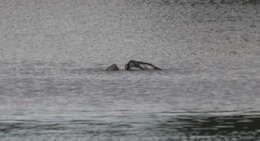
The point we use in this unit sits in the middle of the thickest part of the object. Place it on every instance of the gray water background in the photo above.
(53, 85)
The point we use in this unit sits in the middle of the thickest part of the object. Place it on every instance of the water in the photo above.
(58, 101)
(53, 85)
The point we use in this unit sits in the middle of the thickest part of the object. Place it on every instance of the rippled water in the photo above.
(65, 101)
(54, 52)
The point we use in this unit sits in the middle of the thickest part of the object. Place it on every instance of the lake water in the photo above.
(53, 85)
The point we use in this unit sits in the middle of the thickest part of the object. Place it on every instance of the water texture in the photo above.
(53, 85)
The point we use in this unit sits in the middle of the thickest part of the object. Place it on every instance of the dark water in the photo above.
(53, 85)
(65, 101)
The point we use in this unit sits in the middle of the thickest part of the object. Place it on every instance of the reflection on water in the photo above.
(242, 127)
(189, 127)
(64, 101)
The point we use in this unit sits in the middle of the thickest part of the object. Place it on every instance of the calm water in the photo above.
(65, 101)
(53, 85)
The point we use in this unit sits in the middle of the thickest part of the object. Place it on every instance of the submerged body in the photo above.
(133, 65)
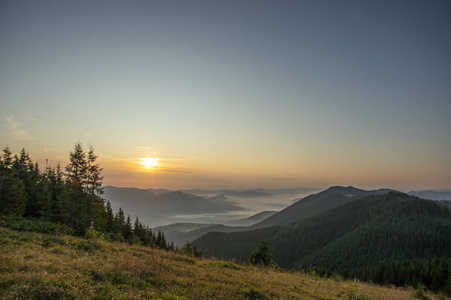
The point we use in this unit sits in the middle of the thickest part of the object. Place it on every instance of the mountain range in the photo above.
(387, 237)
(155, 207)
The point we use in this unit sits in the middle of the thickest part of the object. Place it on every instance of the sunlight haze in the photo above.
(232, 94)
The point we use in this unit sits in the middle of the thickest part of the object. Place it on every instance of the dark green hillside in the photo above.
(354, 238)
(316, 204)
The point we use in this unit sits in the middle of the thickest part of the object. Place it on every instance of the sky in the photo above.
(233, 94)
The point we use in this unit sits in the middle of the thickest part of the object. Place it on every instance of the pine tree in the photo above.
(76, 175)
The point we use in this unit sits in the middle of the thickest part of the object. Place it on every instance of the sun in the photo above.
(149, 162)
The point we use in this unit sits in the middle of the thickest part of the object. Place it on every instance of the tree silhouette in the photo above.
(261, 255)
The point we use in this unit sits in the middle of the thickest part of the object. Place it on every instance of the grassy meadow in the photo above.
(43, 266)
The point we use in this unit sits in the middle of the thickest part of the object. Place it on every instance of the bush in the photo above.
(22, 224)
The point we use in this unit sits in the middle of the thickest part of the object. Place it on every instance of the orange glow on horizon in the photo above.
(149, 162)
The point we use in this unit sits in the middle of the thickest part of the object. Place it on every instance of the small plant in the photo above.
(262, 255)
(419, 292)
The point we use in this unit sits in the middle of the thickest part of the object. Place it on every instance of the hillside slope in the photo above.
(354, 239)
(42, 266)
(315, 204)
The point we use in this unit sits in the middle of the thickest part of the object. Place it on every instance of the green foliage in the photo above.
(261, 255)
(419, 292)
(22, 224)
(387, 239)
(43, 266)
(67, 202)
(188, 250)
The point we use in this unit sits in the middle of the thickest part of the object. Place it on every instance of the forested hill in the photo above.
(392, 238)
(316, 204)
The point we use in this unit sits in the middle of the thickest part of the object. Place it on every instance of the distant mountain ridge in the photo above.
(372, 238)
(433, 195)
(151, 205)
(180, 233)
(315, 204)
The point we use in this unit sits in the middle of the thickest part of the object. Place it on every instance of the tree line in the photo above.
(387, 239)
(70, 197)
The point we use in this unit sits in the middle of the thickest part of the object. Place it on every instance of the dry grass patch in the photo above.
(42, 266)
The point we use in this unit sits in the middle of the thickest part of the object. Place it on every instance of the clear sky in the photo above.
(233, 94)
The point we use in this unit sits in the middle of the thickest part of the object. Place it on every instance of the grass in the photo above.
(56, 266)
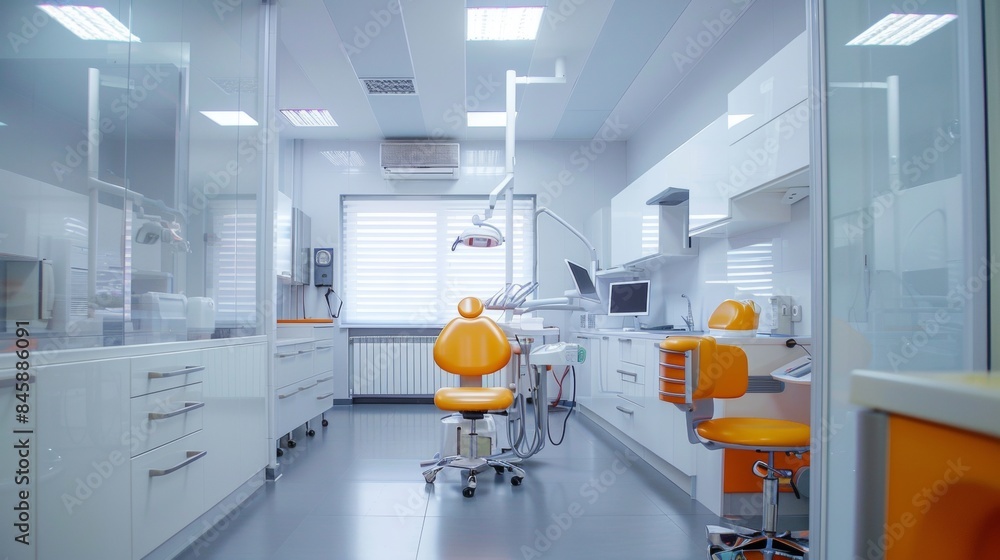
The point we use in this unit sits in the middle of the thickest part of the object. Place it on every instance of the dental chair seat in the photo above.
(759, 433)
(472, 346)
(473, 399)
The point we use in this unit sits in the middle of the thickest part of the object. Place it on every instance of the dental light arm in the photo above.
(594, 265)
(505, 184)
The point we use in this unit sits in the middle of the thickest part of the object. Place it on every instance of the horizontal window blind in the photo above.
(399, 268)
(232, 265)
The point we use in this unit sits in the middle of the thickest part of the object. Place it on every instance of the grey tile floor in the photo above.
(354, 491)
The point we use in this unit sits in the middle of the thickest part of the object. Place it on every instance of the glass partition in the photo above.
(906, 268)
(129, 207)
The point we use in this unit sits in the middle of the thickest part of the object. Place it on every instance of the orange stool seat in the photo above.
(750, 432)
(473, 399)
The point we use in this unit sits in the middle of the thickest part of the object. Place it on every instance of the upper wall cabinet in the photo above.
(768, 123)
(640, 230)
(778, 85)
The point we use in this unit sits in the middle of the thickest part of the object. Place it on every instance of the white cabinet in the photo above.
(139, 447)
(702, 163)
(775, 150)
(625, 396)
(640, 230)
(627, 221)
(84, 436)
(761, 144)
(303, 376)
(18, 452)
(168, 491)
(235, 395)
(778, 85)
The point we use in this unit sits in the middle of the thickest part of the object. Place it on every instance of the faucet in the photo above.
(689, 319)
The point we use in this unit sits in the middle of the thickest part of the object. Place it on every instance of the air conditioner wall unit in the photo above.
(419, 160)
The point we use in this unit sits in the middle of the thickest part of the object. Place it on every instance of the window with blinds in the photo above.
(232, 266)
(399, 268)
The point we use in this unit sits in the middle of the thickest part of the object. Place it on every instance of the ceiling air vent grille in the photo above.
(420, 160)
(389, 86)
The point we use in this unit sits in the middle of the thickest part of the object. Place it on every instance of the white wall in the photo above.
(701, 278)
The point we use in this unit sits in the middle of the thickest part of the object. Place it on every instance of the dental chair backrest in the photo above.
(471, 345)
(734, 318)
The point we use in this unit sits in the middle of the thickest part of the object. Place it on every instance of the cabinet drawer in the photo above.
(166, 371)
(322, 394)
(630, 374)
(168, 486)
(292, 363)
(299, 402)
(323, 356)
(631, 351)
(161, 417)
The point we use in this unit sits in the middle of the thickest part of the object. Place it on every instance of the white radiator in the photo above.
(400, 366)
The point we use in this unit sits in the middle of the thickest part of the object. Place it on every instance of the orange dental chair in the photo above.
(694, 370)
(472, 346)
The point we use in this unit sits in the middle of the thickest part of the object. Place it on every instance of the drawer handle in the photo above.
(634, 376)
(183, 371)
(188, 407)
(11, 381)
(192, 457)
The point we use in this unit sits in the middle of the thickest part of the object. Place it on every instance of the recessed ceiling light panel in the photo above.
(389, 86)
(230, 118)
(236, 85)
(90, 23)
(503, 24)
(309, 117)
(737, 119)
(901, 29)
(486, 118)
(344, 158)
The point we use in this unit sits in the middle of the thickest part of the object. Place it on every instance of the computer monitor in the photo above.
(629, 298)
(582, 281)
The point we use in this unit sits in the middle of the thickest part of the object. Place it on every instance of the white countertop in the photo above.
(967, 400)
(511, 329)
(736, 340)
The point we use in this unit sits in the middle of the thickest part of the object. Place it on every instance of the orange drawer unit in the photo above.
(943, 495)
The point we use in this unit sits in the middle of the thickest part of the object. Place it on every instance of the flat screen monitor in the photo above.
(629, 298)
(582, 281)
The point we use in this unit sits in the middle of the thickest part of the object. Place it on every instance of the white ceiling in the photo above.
(619, 57)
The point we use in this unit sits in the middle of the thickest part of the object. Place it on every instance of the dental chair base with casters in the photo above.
(694, 371)
(472, 346)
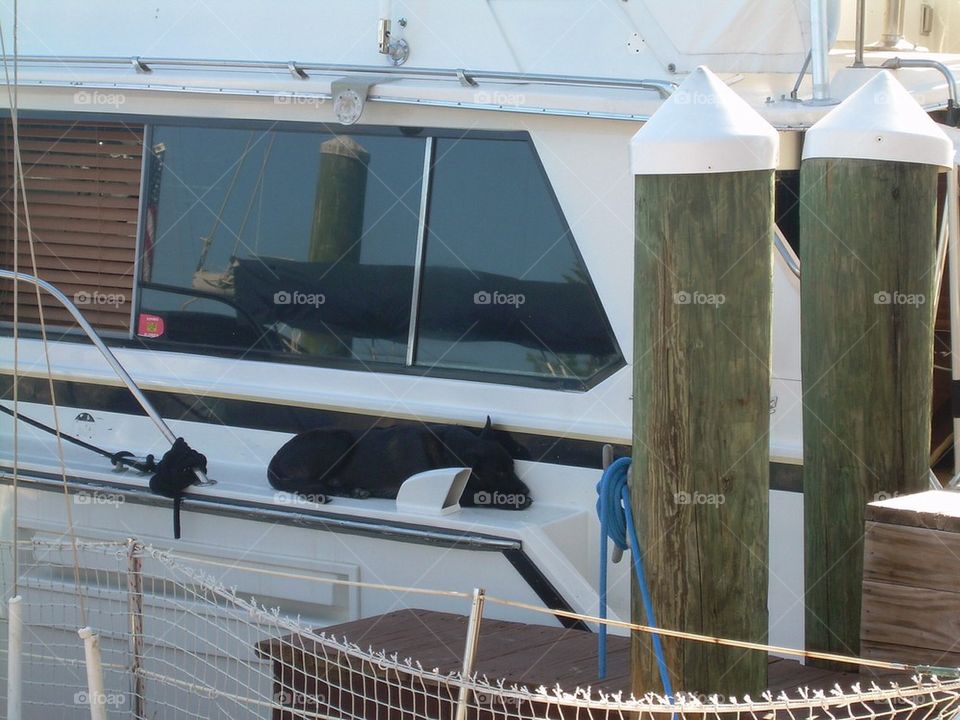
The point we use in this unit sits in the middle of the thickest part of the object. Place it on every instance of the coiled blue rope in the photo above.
(616, 524)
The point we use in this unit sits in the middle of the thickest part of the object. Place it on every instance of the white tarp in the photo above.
(743, 36)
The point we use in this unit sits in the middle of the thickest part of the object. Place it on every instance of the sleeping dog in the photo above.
(376, 462)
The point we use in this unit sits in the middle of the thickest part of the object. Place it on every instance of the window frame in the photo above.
(409, 367)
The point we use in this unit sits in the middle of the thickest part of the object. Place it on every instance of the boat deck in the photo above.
(530, 655)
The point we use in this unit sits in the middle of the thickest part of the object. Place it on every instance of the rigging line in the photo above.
(257, 189)
(218, 218)
(16, 330)
(19, 175)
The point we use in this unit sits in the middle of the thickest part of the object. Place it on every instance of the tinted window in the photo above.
(504, 289)
(269, 240)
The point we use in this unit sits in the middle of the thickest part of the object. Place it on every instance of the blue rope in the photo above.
(616, 521)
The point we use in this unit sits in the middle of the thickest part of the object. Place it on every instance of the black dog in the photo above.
(376, 462)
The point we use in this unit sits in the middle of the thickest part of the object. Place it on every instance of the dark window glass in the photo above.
(504, 289)
(281, 241)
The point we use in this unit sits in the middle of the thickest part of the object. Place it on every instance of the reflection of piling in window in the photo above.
(337, 222)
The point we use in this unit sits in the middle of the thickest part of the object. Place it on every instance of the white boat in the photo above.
(172, 153)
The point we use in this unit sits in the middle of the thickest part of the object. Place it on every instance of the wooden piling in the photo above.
(868, 251)
(337, 228)
(700, 477)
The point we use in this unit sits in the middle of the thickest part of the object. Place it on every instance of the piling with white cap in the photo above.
(96, 695)
(14, 657)
(704, 167)
(868, 254)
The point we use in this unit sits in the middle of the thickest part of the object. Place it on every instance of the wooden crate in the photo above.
(911, 579)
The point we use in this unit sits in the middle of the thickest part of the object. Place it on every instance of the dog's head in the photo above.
(494, 482)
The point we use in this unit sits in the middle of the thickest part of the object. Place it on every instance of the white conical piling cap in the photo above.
(704, 127)
(880, 121)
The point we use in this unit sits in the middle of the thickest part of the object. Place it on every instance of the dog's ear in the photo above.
(485, 433)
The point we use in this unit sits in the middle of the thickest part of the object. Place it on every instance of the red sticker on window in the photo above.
(150, 325)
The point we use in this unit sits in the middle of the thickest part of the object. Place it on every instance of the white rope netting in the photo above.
(177, 643)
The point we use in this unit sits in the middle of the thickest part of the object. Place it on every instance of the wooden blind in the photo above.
(83, 192)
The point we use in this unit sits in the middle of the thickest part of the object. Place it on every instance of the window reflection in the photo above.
(294, 229)
(504, 289)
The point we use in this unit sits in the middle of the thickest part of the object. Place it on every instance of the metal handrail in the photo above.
(300, 70)
(108, 356)
(898, 62)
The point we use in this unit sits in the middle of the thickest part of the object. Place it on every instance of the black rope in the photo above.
(118, 458)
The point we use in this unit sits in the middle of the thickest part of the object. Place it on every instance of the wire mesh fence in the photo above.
(178, 643)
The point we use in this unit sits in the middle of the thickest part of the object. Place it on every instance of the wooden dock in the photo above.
(521, 654)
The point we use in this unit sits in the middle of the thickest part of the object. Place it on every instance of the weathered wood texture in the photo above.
(911, 586)
(526, 655)
(701, 418)
(867, 249)
(337, 228)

---+---

### The problem
Only the lines from the one containing "wood texture in the photo above." to the end of the records should be repeated, exactly as they appear.

### Reply
The point we use in this unit sits in the middle of the thickest part of the object. Place it on every instance of the weathered wood texture in the photo above.
(911, 586)
(526, 655)
(701, 418)
(867, 249)
(337, 228)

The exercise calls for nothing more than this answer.